[Items from a collection]
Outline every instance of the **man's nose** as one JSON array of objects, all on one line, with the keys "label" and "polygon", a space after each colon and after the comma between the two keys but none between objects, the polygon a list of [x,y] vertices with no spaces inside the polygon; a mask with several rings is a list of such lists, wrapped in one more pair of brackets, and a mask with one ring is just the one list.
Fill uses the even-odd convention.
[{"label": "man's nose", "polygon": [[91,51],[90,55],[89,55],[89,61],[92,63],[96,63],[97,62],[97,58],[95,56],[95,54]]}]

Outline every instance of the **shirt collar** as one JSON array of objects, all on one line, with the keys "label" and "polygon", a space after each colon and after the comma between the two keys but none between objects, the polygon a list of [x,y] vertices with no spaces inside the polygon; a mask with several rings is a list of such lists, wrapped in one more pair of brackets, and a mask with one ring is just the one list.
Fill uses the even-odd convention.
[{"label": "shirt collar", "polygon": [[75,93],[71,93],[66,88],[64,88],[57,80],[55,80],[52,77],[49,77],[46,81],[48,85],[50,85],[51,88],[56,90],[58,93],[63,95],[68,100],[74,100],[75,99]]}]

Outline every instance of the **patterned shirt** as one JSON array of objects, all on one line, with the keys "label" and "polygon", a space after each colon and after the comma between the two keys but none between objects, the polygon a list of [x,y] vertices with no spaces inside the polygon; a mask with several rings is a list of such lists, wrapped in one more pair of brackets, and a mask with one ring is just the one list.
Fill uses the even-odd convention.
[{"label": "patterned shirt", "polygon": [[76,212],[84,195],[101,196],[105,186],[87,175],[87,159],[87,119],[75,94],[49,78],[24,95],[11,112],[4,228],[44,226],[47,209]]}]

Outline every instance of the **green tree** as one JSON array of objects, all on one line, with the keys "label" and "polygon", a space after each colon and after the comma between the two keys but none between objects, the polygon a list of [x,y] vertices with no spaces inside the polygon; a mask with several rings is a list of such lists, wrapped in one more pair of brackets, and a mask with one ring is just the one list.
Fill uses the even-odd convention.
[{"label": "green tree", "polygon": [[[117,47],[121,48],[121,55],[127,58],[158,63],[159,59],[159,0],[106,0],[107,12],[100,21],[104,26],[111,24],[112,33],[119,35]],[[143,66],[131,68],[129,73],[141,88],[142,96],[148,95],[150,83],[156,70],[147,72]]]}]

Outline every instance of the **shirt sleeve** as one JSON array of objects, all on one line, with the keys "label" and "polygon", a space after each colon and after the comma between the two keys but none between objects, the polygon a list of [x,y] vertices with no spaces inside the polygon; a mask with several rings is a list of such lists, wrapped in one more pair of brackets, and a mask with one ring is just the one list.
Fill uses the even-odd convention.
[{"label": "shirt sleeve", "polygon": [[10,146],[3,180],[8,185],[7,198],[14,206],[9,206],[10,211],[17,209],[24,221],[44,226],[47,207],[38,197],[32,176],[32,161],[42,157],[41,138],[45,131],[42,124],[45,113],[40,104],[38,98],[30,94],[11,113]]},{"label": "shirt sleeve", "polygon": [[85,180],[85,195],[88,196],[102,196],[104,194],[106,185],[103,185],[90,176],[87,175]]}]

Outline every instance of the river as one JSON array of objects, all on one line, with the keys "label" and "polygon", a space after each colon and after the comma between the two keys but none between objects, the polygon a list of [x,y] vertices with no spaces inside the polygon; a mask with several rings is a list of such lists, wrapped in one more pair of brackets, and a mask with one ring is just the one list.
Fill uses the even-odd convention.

* **Objective**
Copy out, word for word, the lines running from the one containing "Outline every instance of the river" through the end of the items.

* **Solution to the exercise**
Outline every instance of the river as one JSON array of objects, all on one line, with the keys "label" and "polygon", a space after each colon and after the comma between the two keys but none between objects, the polygon a list of [x,y] vertices with no spaces inside the polygon; a mask with several rings is a list of such lists, wrapped in one more pair of brackets, and a mask with one ring is just the one list.
Fill uses the even-odd convention.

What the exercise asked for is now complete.